▶ _Exercise passage_
- - -

Our sample contains a fairly wide range of organizations and work settings, but the number of participants from each organization was insufficient to analyze differential item functioning (DIF) for the organization variable. Item difficulty may turn out to vary depending on contextual factors relevant to different types of organizations and their work settings. For instance, “invite others into conversation or socializing” might be more challenging to do in a distance work situation compared to a setting where everyone in the group are in the same office space which enables informal and spontaneous conversations. This is extra relevant when many are working from home, but also for those who are road workers or travel extensively. DIF analyses comparing these contextual factors would be very interesting.

Since the number of clusters/groups needed to conduct a multilevel analysis is large, we were unable to provide this type of analysis with the current sample. Hopefully, this study can encourage others to collect data for future group-level analysis. The use of clustering in adjusting for standard errors resulted in an improved model fit, which indicates that there are group-level dependencies in the data.

- - -

Continue the passage about the study's limitations, starting after its last sentence. The entries have no connection to the passage about the study's limitations.

[Entries in the collection]

- - -

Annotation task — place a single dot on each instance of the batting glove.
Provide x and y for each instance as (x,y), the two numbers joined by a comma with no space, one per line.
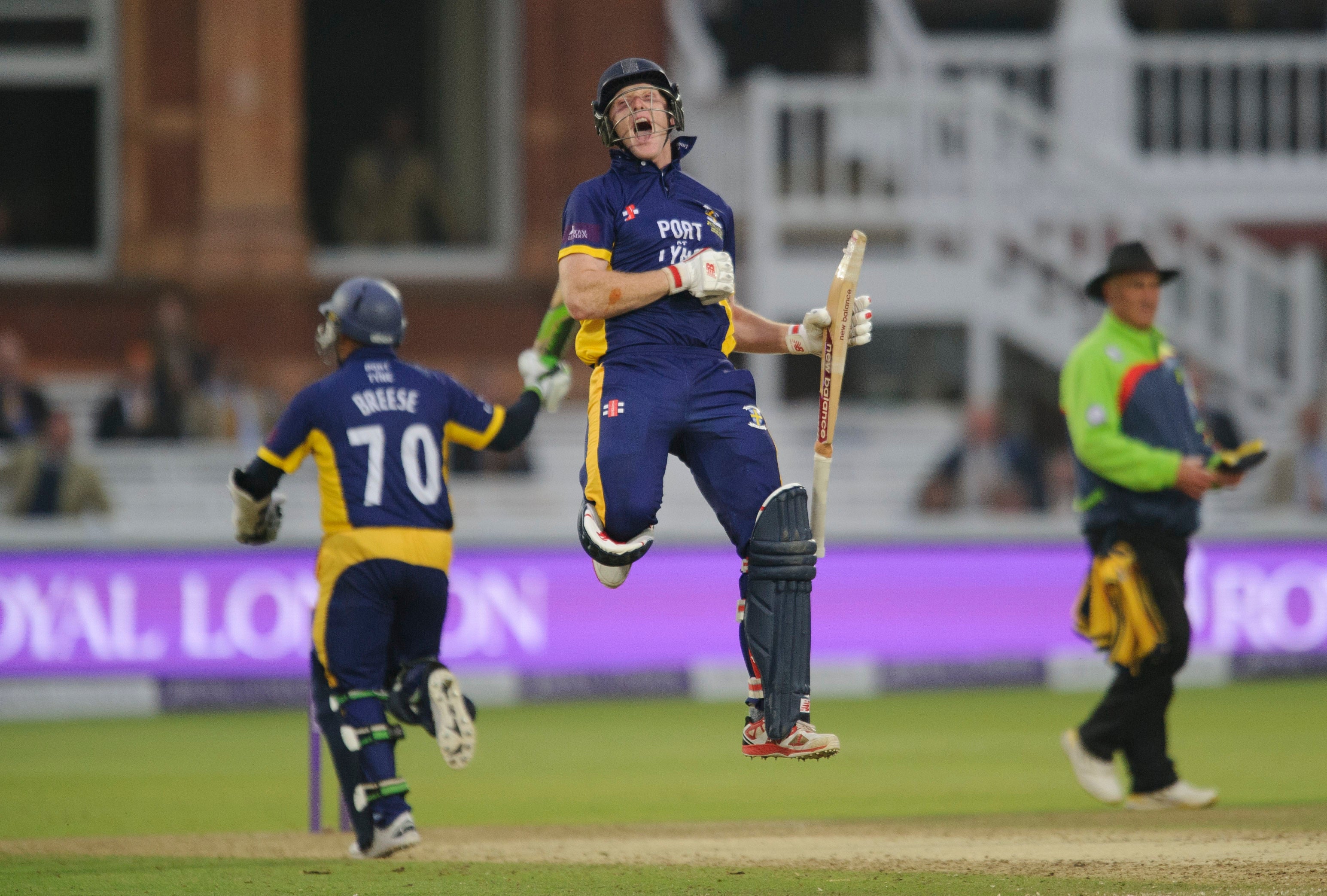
(256,522)
(809,338)
(708,275)
(552,380)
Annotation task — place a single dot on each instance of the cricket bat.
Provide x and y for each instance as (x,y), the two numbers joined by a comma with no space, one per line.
(842,294)
(555,329)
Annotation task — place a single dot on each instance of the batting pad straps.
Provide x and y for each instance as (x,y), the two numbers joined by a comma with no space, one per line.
(338,701)
(356,738)
(365,794)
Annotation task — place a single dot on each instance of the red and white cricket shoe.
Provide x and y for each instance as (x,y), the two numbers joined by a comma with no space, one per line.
(803,743)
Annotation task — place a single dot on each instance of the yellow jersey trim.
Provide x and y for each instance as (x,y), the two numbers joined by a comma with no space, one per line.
(473,439)
(592,341)
(593,485)
(586,250)
(421,547)
(730,339)
(336,518)
(291,462)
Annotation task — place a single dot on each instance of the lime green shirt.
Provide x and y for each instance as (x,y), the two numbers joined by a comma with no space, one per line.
(1095,388)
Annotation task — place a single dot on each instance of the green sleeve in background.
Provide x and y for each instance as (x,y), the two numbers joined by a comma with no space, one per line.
(1090,400)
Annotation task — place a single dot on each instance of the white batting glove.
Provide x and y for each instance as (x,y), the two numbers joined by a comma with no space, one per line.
(809,338)
(256,522)
(708,275)
(551,383)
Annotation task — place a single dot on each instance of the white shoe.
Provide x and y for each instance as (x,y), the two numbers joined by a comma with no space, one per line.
(456,731)
(802,743)
(397,835)
(611,576)
(1181,794)
(1096,776)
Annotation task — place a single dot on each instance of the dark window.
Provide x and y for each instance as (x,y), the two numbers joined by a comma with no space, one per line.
(44,32)
(48,168)
(923,363)
(985,15)
(397,117)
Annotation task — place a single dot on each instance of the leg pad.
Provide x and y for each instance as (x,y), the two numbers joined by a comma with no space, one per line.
(781,564)
(368,793)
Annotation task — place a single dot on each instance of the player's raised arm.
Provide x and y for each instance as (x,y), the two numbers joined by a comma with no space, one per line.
(595,293)
(258,509)
(757,335)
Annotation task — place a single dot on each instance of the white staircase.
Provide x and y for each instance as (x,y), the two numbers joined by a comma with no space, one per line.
(985,209)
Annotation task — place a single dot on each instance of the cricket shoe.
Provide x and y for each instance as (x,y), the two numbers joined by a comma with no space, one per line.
(397,835)
(611,576)
(1181,794)
(803,743)
(1095,776)
(452,719)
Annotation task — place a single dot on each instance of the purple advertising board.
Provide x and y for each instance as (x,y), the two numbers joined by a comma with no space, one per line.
(246,614)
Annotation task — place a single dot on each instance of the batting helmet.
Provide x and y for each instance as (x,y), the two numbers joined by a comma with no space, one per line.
(368,311)
(625,73)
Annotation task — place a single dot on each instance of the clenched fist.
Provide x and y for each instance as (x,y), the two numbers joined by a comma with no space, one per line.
(708,275)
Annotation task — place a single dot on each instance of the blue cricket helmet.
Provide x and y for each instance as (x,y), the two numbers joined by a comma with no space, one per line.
(624,73)
(368,311)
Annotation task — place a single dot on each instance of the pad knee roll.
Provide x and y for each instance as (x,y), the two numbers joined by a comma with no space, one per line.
(781,564)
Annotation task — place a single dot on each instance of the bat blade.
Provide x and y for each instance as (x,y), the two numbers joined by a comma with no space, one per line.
(843,291)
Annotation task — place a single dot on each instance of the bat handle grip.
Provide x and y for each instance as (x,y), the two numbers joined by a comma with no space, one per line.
(819,501)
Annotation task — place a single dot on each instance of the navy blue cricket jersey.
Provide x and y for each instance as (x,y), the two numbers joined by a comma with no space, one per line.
(377,429)
(640,218)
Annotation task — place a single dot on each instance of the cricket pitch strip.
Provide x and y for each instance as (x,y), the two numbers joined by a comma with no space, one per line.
(1239,846)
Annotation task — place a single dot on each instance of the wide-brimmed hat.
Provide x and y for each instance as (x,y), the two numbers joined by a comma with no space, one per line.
(1127,258)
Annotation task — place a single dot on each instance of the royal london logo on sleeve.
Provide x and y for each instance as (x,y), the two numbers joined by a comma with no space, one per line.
(581,234)
(713,219)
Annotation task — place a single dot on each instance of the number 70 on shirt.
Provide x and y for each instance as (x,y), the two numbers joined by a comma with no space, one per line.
(417,442)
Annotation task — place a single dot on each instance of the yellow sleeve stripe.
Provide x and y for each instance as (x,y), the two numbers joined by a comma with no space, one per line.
(290,464)
(473,439)
(586,250)
(730,339)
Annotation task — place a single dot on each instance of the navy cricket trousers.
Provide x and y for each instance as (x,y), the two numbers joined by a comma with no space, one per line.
(381,615)
(647,404)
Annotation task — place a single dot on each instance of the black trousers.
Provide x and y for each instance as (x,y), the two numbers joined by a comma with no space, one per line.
(1131,717)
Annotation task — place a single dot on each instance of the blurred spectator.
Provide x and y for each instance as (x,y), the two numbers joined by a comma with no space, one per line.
(391,193)
(1310,466)
(181,360)
(23,408)
(46,481)
(986,470)
(143,404)
(1061,482)
(1220,424)
(230,408)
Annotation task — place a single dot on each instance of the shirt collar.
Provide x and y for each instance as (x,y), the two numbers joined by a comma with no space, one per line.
(371,352)
(1144,340)
(628,164)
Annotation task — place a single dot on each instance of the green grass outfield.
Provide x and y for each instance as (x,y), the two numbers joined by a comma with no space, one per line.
(923,753)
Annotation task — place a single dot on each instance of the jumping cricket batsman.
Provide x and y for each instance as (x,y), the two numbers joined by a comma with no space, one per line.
(1143,466)
(647,267)
(379,430)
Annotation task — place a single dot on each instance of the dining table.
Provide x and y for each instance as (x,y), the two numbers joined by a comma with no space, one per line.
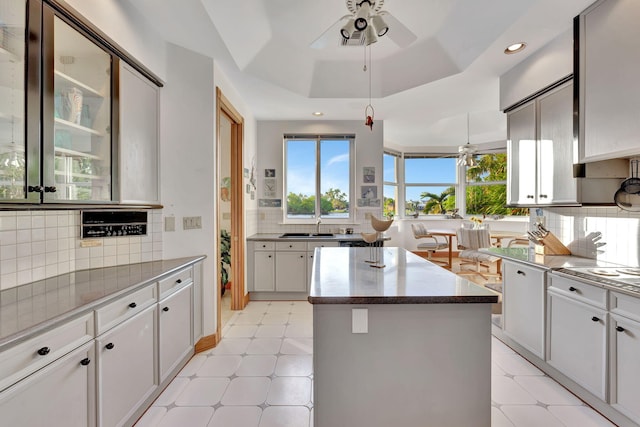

- - -

▶ _Expected answer_
This analysis only analyzed data using the Swedish language version of GNI. While other translations are available, their measurement properties are unknown.

Conclusions

We recommend that the GNI primarily be used as an assessment tool for initiating a change process, at least until longitudinal data have been collected to analyze properties such as sensitivity to change and measurement invariance over time. The behaviors that become targets of change based on GNI assessment and feedback sessions should be tracked through ways of measurement established to be reliable, such as observations or ecological momentary assessment. Ideally, such measurements would be conducted in combination with retrospective ratings of the GNI, to further investigate the instruments’ measurement properties in its current form.

An idea for further research on group-level analysis is to investigate whether the level of variation of responses within a group could be an indicator in itself. A large within-group variance could signal that there is a lot of different experiences of what goes on in a group. Depending on the group size, the variation could be clustered around “cliques” of coworkers that work well with each other but not with those in the other clique.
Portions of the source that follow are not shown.